- _Required work_
Restate the following entries exactly. Keep the pictures out.

- _Task data_
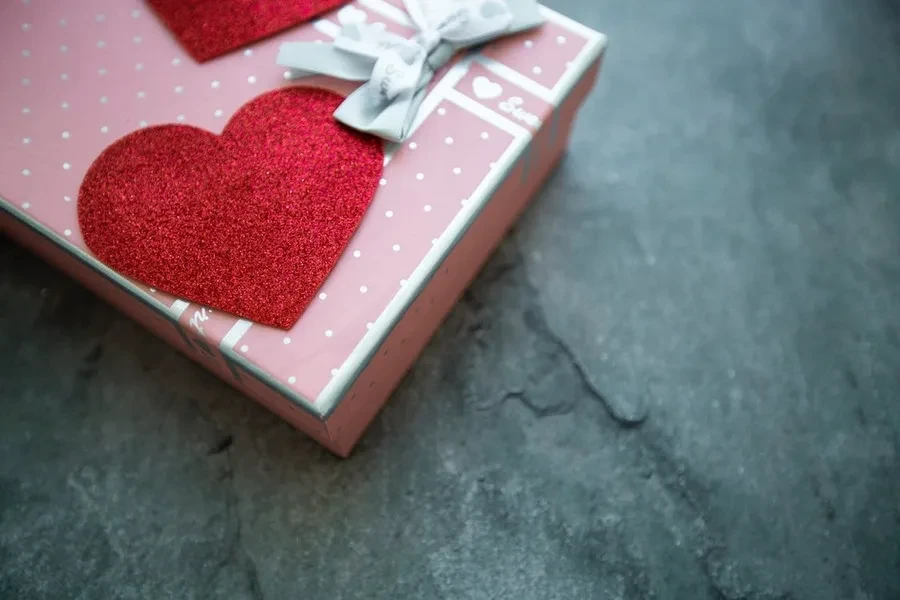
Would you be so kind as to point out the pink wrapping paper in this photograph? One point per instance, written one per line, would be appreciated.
(77, 77)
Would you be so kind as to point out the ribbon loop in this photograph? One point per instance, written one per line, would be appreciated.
(396, 71)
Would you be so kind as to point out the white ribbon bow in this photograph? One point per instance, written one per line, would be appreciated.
(397, 70)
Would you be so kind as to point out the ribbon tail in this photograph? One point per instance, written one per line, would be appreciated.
(309, 58)
(392, 121)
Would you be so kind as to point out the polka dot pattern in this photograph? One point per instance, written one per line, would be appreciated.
(85, 78)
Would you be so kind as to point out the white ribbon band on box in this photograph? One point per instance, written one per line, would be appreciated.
(396, 71)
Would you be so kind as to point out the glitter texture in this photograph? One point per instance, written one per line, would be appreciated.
(210, 28)
(250, 222)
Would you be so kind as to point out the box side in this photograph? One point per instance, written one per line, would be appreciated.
(161, 320)
(371, 390)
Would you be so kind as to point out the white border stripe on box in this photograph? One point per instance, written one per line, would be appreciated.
(516, 78)
(392, 12)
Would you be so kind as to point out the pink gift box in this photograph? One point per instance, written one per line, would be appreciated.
(491, 129)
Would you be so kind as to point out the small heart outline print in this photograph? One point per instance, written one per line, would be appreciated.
(485, 89)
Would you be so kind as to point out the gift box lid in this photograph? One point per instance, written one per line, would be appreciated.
(75, 80)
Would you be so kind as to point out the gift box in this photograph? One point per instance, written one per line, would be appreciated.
(491, 126)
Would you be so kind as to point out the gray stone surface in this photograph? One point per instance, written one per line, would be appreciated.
(722, 247)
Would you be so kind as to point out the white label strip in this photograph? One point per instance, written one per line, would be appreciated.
(392, 12)
(487, 114)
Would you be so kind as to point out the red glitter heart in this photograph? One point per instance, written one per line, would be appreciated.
(210, 28)
(250, 222)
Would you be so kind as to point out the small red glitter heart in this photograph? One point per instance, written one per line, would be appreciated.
(251, 221)
(210, 28)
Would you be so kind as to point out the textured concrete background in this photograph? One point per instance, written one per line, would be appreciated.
(721, 246)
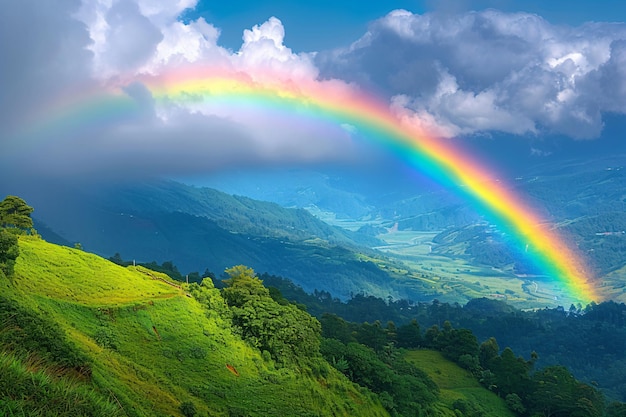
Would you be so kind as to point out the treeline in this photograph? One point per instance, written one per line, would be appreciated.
(289, 336)
(590, 341)
(551, 391)
(14, 220)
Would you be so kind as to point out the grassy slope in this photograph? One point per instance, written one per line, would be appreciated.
(456, 384)
(152, 347)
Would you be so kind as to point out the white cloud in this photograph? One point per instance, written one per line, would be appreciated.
(450, 74)
(482, 71)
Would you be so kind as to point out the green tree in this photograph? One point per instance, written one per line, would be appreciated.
(409, 335)
(557, 393)
(286, 332)
(15, 214)
(9, 251)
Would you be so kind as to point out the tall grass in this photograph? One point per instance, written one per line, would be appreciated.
(29, 387)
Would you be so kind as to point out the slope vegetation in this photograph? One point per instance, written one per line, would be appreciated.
(144, 347)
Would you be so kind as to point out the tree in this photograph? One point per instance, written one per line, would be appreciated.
(286, 332)
(9, 251)
(409, 335)
(15, 213)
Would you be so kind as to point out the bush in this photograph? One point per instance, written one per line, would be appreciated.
(188, 409)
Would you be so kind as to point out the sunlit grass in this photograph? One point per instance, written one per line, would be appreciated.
(456, 383)
(151, 347)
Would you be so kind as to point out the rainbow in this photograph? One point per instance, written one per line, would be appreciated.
(392, 129)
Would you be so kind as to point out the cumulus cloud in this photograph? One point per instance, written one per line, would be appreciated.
(122, 42)
(474, 72)
(448, 73)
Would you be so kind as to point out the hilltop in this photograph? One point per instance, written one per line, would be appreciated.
(143, 346)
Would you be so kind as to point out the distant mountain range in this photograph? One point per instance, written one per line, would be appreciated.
(200, 228)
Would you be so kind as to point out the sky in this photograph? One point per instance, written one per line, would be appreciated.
(95, 87)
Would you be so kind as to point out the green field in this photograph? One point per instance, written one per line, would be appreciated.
(455, 279)
(458, 388)
(152, 347)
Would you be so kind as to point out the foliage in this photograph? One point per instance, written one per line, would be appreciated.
(404, 390)
(15, 214)
(151, 346)
(286, 332)
(30, 388)
(26, 332)
(9, 251)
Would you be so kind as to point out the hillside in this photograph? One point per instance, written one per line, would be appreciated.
(458, 387)
(200, 228)
(148, 348)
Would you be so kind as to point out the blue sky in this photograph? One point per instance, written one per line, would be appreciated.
(323, 24)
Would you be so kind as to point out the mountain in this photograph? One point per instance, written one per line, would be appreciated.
(201, 228)
(83, 336)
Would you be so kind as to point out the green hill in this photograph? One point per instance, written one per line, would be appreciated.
(125, 341)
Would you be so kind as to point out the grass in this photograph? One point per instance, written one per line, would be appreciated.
(152, 348)
(457, 384)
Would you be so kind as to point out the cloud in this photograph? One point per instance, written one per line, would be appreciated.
(475, 72)
(106, 43)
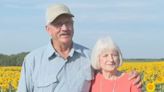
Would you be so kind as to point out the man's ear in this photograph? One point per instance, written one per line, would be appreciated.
(48, 29)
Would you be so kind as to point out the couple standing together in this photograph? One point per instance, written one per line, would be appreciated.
(65, 66)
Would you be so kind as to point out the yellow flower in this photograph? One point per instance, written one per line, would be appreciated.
(150, 87)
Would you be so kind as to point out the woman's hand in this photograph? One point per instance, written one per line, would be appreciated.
(137, 79)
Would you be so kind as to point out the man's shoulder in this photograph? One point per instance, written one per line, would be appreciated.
(36, 52)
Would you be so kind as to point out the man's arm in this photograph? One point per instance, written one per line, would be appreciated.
(25, 78)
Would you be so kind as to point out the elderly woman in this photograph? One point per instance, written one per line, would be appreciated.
(106, 58)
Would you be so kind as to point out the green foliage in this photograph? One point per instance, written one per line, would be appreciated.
(12, 60)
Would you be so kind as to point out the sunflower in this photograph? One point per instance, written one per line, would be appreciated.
(150, 87)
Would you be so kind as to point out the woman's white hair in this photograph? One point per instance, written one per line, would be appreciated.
(103, 44)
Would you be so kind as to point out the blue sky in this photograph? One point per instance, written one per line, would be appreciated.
(137, 26)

- _Written response_
Would you be so kind as to point out the pink wrapping paper in this photograph? One point per instance, written one per line, would be appreciated.
(77, 77)
Would you be so kind as to point out the ribbon loop in this photograph? One point per instance, written one per line, would be appreciated.
(396, 71)
Would you be so kind as to point out the white ribbon bow in this photograph? One point per instance, written one per line, would be appreciated.
(397, 70)
Would you be so kind as to point out the ribbon tail in this photograph? One point per instance, written one per line, would be appreciated.
(309, 58)
(392, 121)
Would you be so kind as to point out the polka dot pattern in this photograph? One point per instance, written one per line, would be appreciated.
(85, 78)
Would you be so kind as to point out the white ribbon band on box in this photograph? One point per instance, written one per line, would be appreciated.
(396, 71)
Would you be so kind as to point out the glitter texture in this photograph? One point per instance, written one per line, would be appreciated.
(210, 28)
(250, 222)
Would you be so kind as to point out the box side in this photograph? One point per instance, written one per line, would be appreciated.
(161, 320)
(371, 390)
Would you be so kind as to point out the white border stripe on box in this photograph? One point per instance, written one per line, would be appreciated.
(516, 78)
(392, 12)
Would you be so kind as to point out the pink gift box in this photograph? One point per instance, written one per line, would be appreciated.
(491, 129)
Would you be so kind as to point out the small heart outline print in this photograph? One point per instance, written one per line, would be appreciated.
(485, 89)
Would you be so kind as to point out the gift box lid in this photograph? One point per instance, written one per line, would be appreciated.
(75, 80)
Would you be so kind as to point out the gift box in this photograph? One point per instance, written one per line, would be appreciated.
(491, 126)
Would you be so kind as to point out the gray stone surface in this photograph? One point per instance, written one per line, would be appreciated.
(722, 247)
Would you be so kind as to point out the white label strip in this photograph? One point per instance, written one per line, would be appreciated.
(392, 12)
(487, 114)
Would you be so kind as to point out the red glitter heart in this photograph? One point per instance, written one per line, would be appreciated.
(210, 28)
(250, 222)
Would you be so kind as to point out the small red glitter heart in this photograph? One point per instance, written one per line, would be appreciated.
(251, 221)
(210, 28)
Would you be so kind as to point out the textured concrete background in this photograph? One point per instance, written one per line, would be appreciated.
(721, 246)
Would you be so kind as to point out the treeline in this photograph? One point per instance, written one per line, would be appreciated.
(289, 336)
(590, 341)
(551, 391)
(14, 220)
Would you be so kind as to point out the grassy slope in this photograph? One point per instance, written one per line, would be appreciated.
(456, 384)
(152, 347)
Would you be so kind as to point out the white cloud in this photograph? One point per instance, written one per line, would be appreciated.
(450, 74)
(482, 71)
Would you be so kind as to point out the green tree in this photograph? One point per instance, written one per line, would be appreciated.
(409, 335)
(557, 393)
(286, 332)
(15, 214)
(9, 251)
Would you be so kind as to point out the tall grass in this photograph? One point per instance, written one per line, would be appreciated.
(29, 387)
Would you be so kind as to point out the slope vegetation in this photograph? One point per instance, written one per line, would be appreciated.
(144, 347)
Would you be so kind as to point out the tree in this photograph? One point per instance, written one per line, would be appreciated.
(286, 332)
(9, 251)
(409, 335)
(15, 213)
Would you be so kind as to point out the bush in this photograph? One point per instance, written one per line, would be appreciated.
(188, 409)
Would you be so kind as to point out the sunlit grass in this photograph? One point per instance, written one per line, would be appreciated.
(456, 383)
(151, 347)
Would you be so kind as to point out the rainbow in this photograph? One point per instance, written one per line, would be appreciated.
(392, 129)
Would you be so kind as to point out the cumulus cloud in this photograph? One point per instance, written one per line, would be appreciated.
(122, 42)
(474, 72)
(448, 73)
Would you be so kind as to point out the hilltop in this photograph? One point per instance, written one per line, would be appreciated.
(143, 346)
Would you be so kind as to point out the distant mountain range in this photograph? One point per instance, written one per line, would be appreciated.
(200, 228)
Would you be so kind as to point out the sky in this photograph? One point per instance, written one per line, would be appreciated.
(95, 87)
Would you be so kind as to point out the green field in this photograph? One point per instance, written one per line, would be appreciated.
(455, 279)
(458, 388)
(152, 347)
Would you be so kind as to point out the foliage in this photograph? One point per instance, written one per line, would be appreciated.
(404, 390)
(15, 214)
(151, 346)
(286, 332)
(30, 388)
(26, 332)
(9, 251)
Would you be so kind as to point out the hillside in this photograph? One point per instance, written one per line, would be appreciated.
(458, 387)
(200, 228)
(148, 348)
Would you be so kind as to point out the blue sky in this photograph? One point per instance, written one per line, would be appreciated.
(323, 24)
Would you be so kind as to point out the mountain in this photograph? One point per instance, written one per line, would be appreciated.
(201, 228)
(83, 336)
Would you be so kind as to point out the green hill in this photograph? One point per instance, written one per line, would be appreciated.
(125, 341)
Would you be so kind as to point out the grass in this photograph? One point per instance, written one per line, would be appreciated.
(152, 348)
(457, 384)
Would you be so kind as to point out the cloud in this photograph? One point per instance, written one per line, would be appreciated.
(475, 72)
(106, 43)
Would you be so kind as to point out the man's ear in this photograph? One point per instance, written one per line, would be appreciated.
(48, 29)
Would you be so kind as to point out the couple standing together in this photograph? One point per instance, written one per line, would be appreciated.
(65, 66)
Would you be so kind as to point out the yellow flower in this photograph? One point per instance, written one per line, would be appreciated.
(150, 87)
Would you be so kind as to point out the woman's hand in this photograph? One point per instance, written one per line, would be appreciated.
(137, 79)
Would you be so kind as to point out the man's shoulder in this photograph? One point per instance, written one per line, would be appreciated.
(36, 52)
Would you be so kind as to point out the man's arm in this photograph? One point per instance, written one per line, would be appreciated.
(25, 78)
Would you be so kind as to point out the elderly woman in this photograph? One point per instance, written one per line, would be appreciated.
(106, 58)
Would you be so kind as to point out the green foliage in this photograph? One point per instance, written one per line, would be appreciated.
(12, 60)
Would you be so kind as to point out the sunflower in this photograph? One point per instance, written one per line, would be appreciated.
(150, 87)
Would you be so kind as to point out the woman's white hair in this photograph? One point per instance, written one per line, would be appreciated.
(103, 44)
Would you be so kind as to point out the blue sky in this photograph? One point per instance, written one per line, would be appreciated.
(137, 26)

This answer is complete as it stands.